__TASK REQUIREMENTS__. Locate each line in the material below that contains the word "bicycle", and copy those lines out in full.

__Records excerpted from a collection__.
****************
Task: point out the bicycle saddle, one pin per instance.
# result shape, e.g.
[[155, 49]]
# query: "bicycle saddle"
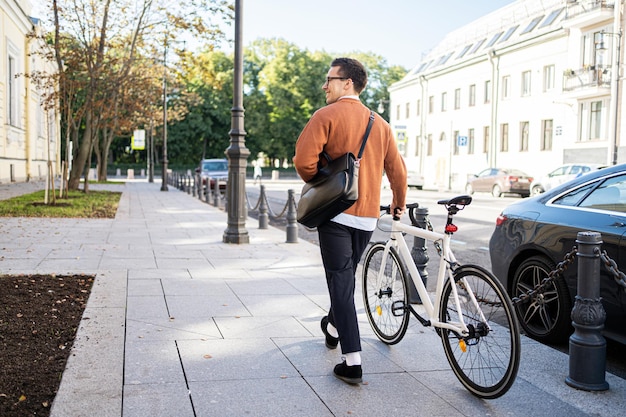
[[459, 201]]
****************
__RESPONSE TO THE EXERCISE__.
Task: point out the bicycle saddle, one pin per instance.
# query: "bicycle saddle"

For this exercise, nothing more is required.